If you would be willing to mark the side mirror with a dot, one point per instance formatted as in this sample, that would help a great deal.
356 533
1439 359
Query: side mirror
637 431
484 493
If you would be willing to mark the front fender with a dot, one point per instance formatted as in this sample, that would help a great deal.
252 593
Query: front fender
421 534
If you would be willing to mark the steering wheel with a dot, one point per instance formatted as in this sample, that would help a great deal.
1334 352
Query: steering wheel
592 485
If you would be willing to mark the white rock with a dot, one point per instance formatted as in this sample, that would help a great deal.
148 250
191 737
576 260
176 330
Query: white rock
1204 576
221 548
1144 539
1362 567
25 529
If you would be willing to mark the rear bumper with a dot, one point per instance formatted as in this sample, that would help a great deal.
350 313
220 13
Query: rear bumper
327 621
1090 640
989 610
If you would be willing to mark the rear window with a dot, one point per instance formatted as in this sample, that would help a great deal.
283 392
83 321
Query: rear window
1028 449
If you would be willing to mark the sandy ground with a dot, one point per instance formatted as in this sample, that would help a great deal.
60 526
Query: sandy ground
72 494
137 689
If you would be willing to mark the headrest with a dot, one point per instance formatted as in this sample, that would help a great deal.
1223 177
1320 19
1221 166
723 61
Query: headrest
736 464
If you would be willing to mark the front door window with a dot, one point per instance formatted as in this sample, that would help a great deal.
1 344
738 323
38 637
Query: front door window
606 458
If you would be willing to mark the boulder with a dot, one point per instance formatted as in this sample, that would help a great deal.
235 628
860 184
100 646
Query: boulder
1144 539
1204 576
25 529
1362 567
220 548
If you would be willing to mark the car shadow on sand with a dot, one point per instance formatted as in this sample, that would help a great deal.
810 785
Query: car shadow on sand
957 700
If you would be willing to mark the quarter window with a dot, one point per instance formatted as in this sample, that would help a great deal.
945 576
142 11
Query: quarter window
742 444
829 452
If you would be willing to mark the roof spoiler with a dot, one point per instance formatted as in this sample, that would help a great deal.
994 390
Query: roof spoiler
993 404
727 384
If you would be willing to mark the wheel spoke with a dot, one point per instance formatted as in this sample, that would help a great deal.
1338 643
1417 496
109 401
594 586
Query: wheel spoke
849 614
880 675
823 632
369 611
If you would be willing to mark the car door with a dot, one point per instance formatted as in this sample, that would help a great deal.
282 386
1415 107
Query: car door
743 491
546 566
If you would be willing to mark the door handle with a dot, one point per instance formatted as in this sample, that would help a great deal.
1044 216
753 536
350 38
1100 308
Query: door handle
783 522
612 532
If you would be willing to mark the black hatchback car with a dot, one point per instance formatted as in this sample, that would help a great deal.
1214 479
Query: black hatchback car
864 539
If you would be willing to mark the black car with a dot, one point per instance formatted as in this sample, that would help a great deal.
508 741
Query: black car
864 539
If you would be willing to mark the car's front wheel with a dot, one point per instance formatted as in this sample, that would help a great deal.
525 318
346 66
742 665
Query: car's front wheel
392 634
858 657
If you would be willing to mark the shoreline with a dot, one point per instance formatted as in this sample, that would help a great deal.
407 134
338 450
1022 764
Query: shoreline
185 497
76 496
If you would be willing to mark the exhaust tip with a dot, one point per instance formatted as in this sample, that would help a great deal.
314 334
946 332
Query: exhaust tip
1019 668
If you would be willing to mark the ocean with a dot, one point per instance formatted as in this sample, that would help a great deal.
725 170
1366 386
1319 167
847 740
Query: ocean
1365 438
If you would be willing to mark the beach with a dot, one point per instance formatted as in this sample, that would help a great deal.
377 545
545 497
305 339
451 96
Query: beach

━━━━━━━━━━

## [Goal]
In the listing above, find the line containing "If you would be willing to mark the exhaust" and please quote exactly that line through the last one, and no other lines.

## [Finished task]
If you would be willing to mark the exhaust tip with a dot, one point per instance formatted as in this sample, that would help a great deal.
314 334
946 332
Query: exhaust tip
1019 668
If you would be willing to mark the ocean with a dot, one point per instance formatted as in this sample, that would help a great deal.
725 170
1366 386
1319 167
847 740
Query: ocean
1365 438
If you would be willing to mark the beach with a dot, one point per instance formatted as in this sample, that would help a great deal.
377 545
545 497
305 339
451 96
Query: beach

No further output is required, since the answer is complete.